### Extracted text
□ □ □ □ □ □ □
# Iguodala To Be Traded If 76ers Draft Turner?



## Basel (Mar 31, 2005)

> The 76ers are expected to use the second overall pick on Ohio State's Evan Turner, an addition that might force them to move Andre Iguodala.
> 
> "If you take Turner, you have to do something with Iguodala," a Western Conference general manager told Philly Mag. "Turner doesn't have the athletic ability of Iguodala, but Iguodala doesn't have the feel for the game Turner does."
> 
> ...


http://blogs.phillymag.com/the_philly_post/2010/06/20/is-andre-iguodala-outta-here/


----------



## f22egl (Jun 3, 2004)

I agree that Turner and Iguodala are a bit redundant but I don't know if Philly has come to the same conclusion. You could also argue that both are great passers and that Iggy can play with guys who dominate the ball a bit more.


----------



## croco (Feb 14, 2005)

Trading away your best player the moment you take the supposed new star is a terrible strategy. If it's not working, you can still think about moving Iguodala later. This is all based on assumptions that they can't play together, let them play together before hurrying moves.


----------



## HB (May 1, 2004)

Meanwhile this guys dont have a solid big man. Doubt AI is netting them that.


----------



## Coatesvillain (Jul 17, 2002)

I don't get this. Iguodala has needed the ball the past couple years because the Sixers have needed him to be the main playmaker. He's already proven in his career that he's capable of playing off ball. This is just lazy.


----------



## HB (May 1, 2004)

So any updates on this?


----------



## Coatesvillain (Jul 17, 2002)

Iguodala isn't getting traded. If anyone is traded it'll be Thad, but they'll most likely see how some of these guys work together before making a significant move.


----------



## Damian Necronamous (Jun 10, 2002)

You'd have to think Young will be dealt. Iguodala will be shifted to SF, I'd imagine Brand will start at PF and either Speights or Hawes will be at C. With Nocioni and Speights/Hawes on the bench, it makes more sense for the Sixers to deal Young for a shooter.


----------



## Sliccat (Oct 16, 2004)

At this point, I'd much rather see Thad go. He just hasn't been consistent enough. Iguodala is one of the more underrated players in the league, it would be a shame to see him leave. Especially seeing since the Sixers might have the best 1-3 positions in the league in 2011.


----------



## Coatesvillain (Jul 17, 2002)

The way Iguodala gets underrated (especially by Sixers fans) is disgusting. They say he's overpaid but when you consider all that he does I think his pay rate is in the ball park of what he provides. He's particularly done well in a role he's not suited for (team's best player) and yet he's labeled a disappointment. Weird.

I post on another forum and there was a group of people who were saying that the Sixers need to move Iguodala because Thad is clearly better. Now anyone who has seen me post on the Sixers know I'm a huge Thad fan, but the only Iguodala he's better than is Frank.


----------



## Coatesvillain (Jul 17, 2002)

Continuing on his disrespect people on my facebook actually said he's a 6th man and couldn't start for any of the playoff squads.
□ □ □ □ □ □ □
### Working data
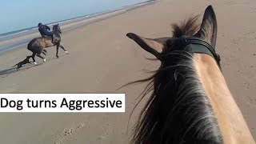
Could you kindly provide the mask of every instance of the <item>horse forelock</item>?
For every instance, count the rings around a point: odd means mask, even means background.
[[[174,24],[173,38],[194,35],[198,16]],[[217,119],[195,70],[193,54],[165,47],[166,57],[150,81],[142,99],[151,96],[139,116],[134,143],[222,143]]]

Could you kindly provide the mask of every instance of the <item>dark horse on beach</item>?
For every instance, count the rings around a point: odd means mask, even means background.
[[[52,38],[49,36],[42,36],[41,38],[36,38],[32,39],[29,42],[29,44],[27,46],[27,49],[29,50],[32,51],[32,53],[33,53],[31,55],[31,58],[32,58],[34,64],[37,64],[37,62],[34,60],[35,55],[37,55],[38,58],[41,58],[42,59],[43,59],[44,62],[46,62],[46,59],[41,55],[42,53],[43,54],[46,55],[46,53],[47,52],[47,50],[45,50],[45,48],[46,48],[46,47],[56,46],[56,48],[57,48],[56,57],[57,58],[58,58],[58,53],[59,47],[61,47],[65,51],[66,54],[69,54],[68,51],[66,50],[65,50],[65,48],[61,45],[62,38],[61,38],[60,34],[62,34],[62,30],[61,30],[58,24],[54,25],[53,33],[55,34],[54,43],[52,43]]]
[[[255,143],[215,52],[218,26],[212,6],[201,24],[197,18],[172,25],[171,37],[126,34],[161,62],[153,76],[135,82],[150,82],[142,98],[153,93],[131,143]]]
□ □ □ □ □ □ □
### Exercise set
[1] Scale the records above by rewriting all of their lines, including the wording, and multiplying every coordinate in the answers by 0.6, rounding each result to a whole number with halves rounded up. Omit the pictures.
[2] Go on with the forum thread about a possible Andre Iguodala trade from the point at which it stops.

### Final results
[1]
Could you kindly provide the mask of every instance of the <item>horse forelock</item>?
For every instance, count the rings around a point: odd means mask, even means background.
[[[104,14],[104,23],[116,21],[119,10]],[[130,71],[117,42],[116,32],[99,28],[100,34],[90,49],[85,59],[91,58],[83,70],[80,86],[133,86]]]

Could you kindly provide the mask of every instance of the <item>dark horse on beach</item>?
For every instance, count the rings around a point: odd means mask, even means background.
[[[31,23],[29,22],[25,22],[25,23],[22,23],[19,23],[17,25],[17,26],[16,28],[16,29],[17,30],[19,31],[19,32],[20,32],[19,33],[19,35],[19,35],[20,38],[22,38],[22,37],[20,36],[21,33],[22,33],[23,35],[25,35],[25,35],[26,35],[26,37],[28,37],[28,35],[25,33],[25,32],[26,32],[28,33],[28,32],[28,31],[28,30],[27,30],[27,29],[28,29],[28,28],[34,28],[34,29],[34,29],[34,34],[34,35],[35,35],[35,32],[35,28],[37,28],[39,31],[40,32],[41,32],[41,31],[40,30],[39,30],[39,29],[37,27],[37,23],[37,23],[36,20],[37,20],[37,18],[37,18],[35,14],[32,15],[32,20],[33,20],[32,26],[31,26]]]
[[[153,86],[129,31],[131,16],[127,4],[121,14],[118,11],[103,15],[103,22],[76,20],[97,37],[92,46],[81,49],[90,49],[85,59],[92,56],[79,86]]]

[2]
It might just be me but I can only think of three teams in the league he couldn't start on (Celtics, Lakers, and Thunder).


----------



## RedsDrunk (Oct 31, 2005)

Coatesvillain said:


> The way Iguodala gets underrated (especially by Sixers fans) is disgusting. They say he's overpaid but when you consider all that he does I think his pay rate is in the ball park of what he provides. He's particularly done well in a role he's not suited for (team's best player) and yet he's labeled a disappointment. Weird.
> 
> I post on another forum and there was a group of people who were saying that the Sixers need to move Iguodala because Thad is clearly better. Now anyone who has seen me post on the Sixers know I'm a huge Thad fan, but the only Iguodala he's better than is Frank.


Which other Sixers board are you on?


----------



## Coatesvillain (Jul 17, 2002)

Oh, it's not really a Sixers board. It's Okayplayer. They have a sports board that's unlike any other I've ever seen on the internet.


----------



## Sliccat (Oct 16, 2004)

Coatesvillain said:


> Continuing on his disrespect people on my facebook actually said he's a 6th man and couldn't start for any of the playoff squads.
> 
> It might just be me but I can only think of three teams in the league he couldn't start on (Celtics, Lakers, and Thunder).


Iguadala would absolutely start at SG for the Thunder.


----------



## Coatesvillain (Jul 17, 2002)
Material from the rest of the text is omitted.